**Problem statement:**
Please continue the passage below on free speech and the clear and present danger doctrine, starting after its last sentence.

**Selected excerpt:**

The significant and difficult question which we must meet, and which the court in the Roth case evaded, is the extent to which the legislature may inhibit free speech and press. The problem here is basically the same as it is where legislation calls for the proscription of utterances relating to other ideas as, for example, those concerning economics, government, or religion. In these other areas the expression *367of ideas, good and bad, is protected unless the words used create a clear and present danger that they will bring about an evil which is within the legislative power to prevent. Thomas v. Collins, 323 US 516, 65 SC 335, 89 L ED 430 (1945) (soliciting union membership) ; Taylor v. Mississippi, 319 US 583, 63 SC 1200, 87 L Ed 1600 (1943) (advocating refusal to salute the flag by members of Jehovah’s Witnesses); Thornhill v. Alabama, 310 US 88, 60 SC 736, 84 L Ed 1093 (1940) (picketing); Herndon v. Lowry, 301 US 242, 57 SC 732, 81 L Ed 1066 (1937) (communist organizer attempting to incite to insurrection).
It is true that the clear and present danger doctrine has been criticized on various grounds (because it is overly restrictive, Meikeljohn, Free Speech and Its Relation to Self-Government, pp. 1-2 (1948)); or because it tends to be applied in a formulary way, Cor-win, Bowing Out Clear and Present Danger, 27 Notre Dame Lawyer 325, 356 (1956); or because it overemphasizes imminence in the weighing of competing social values, Judge Learned Hand in United States v. Dennis, 183 F2d 201 (2nd Cir 1950), but if we are to retain the doctrine, consistency would seem to demand that we apply it across the board to all utterances including those relating to sex.
It is probable that this respect for consistency prompted Judges Bok in Commonwealth v. Gordon, 66 Pa D & C 101 (1949), aff’d. sub nom Commonwealth v. Feigenbaum, 166 Pa Super 120, 70 A2d 389 (1950), and Frank, in United States v. Roth, 237 F2d 796, 801 (2nd Cir 1956) (concurring opinion), aff’d., 354 US 476 (1957) to premise their respective opinions on the doctrine. Perhaps they pressed the test too far in insisting that the publication of ideas about sex cannot be restricted constitutionally unless they incite overt *368anti-social acts. Am L Inst., Model Penal Code, §207.10 (Tent. Draft No. 6, p. 28, 1957).
But even if one does not wish to go this far with the clear and present danger doctrine, or even accept it at all, there still remains the task of weighing the public interest in free speech against the public interest in being free from demoralizing publications. The courts are forced to weigh these competing interests anytime the expression of an idea is contested by the State. Unless the evil sought to be curbed by the legislature is substantial, the right to express one’s ideas cannot constitutionally be restrained.

**Data supplied:**
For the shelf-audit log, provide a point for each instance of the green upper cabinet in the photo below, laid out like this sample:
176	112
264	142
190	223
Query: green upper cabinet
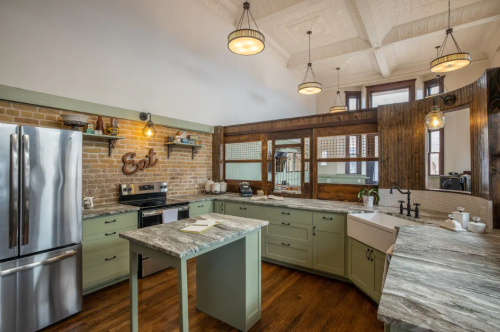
199	208
219	207
365	268
329	242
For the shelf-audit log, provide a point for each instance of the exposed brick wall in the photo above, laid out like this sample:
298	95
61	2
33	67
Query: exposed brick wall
103	174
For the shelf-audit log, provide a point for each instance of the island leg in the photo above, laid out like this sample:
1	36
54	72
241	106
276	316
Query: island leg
183	296
134	321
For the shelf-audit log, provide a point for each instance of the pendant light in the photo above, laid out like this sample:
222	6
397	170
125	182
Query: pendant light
445	63
246	41
341	107
149	129
314	87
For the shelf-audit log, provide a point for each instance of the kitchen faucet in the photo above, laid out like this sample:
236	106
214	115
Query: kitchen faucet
408	204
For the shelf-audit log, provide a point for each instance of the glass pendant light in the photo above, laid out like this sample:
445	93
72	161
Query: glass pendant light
435	119
246	41
445	63
314	87
149	129
341	107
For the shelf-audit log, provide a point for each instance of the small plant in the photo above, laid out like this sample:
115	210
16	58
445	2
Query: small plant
372	192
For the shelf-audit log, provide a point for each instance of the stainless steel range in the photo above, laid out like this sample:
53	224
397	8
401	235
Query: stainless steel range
155	209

**Answer to this task:**
What then, are the evils involved in the publication of matters involving sex which call for such restraint? Our statute gives us no guide, unless we can find it in the definition of obscenity. The definition relied upon in the Both case, and by the majority in the case at bar, is that taken from the Model Penal Code: “A thing is obscene if, considered as a whole, its predominant appeal is to prurient interest, i.e., a shameful or morbid interest in nudity, sex, or excretion, and if it goes substantially beyond customary limits of candor in description or representation of such matters.” § 207.10 (2) (Tent. Draft No. 6, p. 1, 1957).
What is a “shameful” or a “morbid” interest in nudity, sex or excretion? When does that interest assume the character of predominance? Predominance over what other interests ? The essay appended to the proposed model penal code on this subject attempts to explain obscenity in various terms, but these terms are equally obscure and afford no basis for making judicial choices. The problem which faces us here is well stated by Professor Kalven in 24 Chi L Bev 769 (1957) in a combined review of St. John-Stevas’ book, *369“Obscenity and the Law,” and Judge Frank’s concurring opinion in United States v. Roth, supra at p. 801.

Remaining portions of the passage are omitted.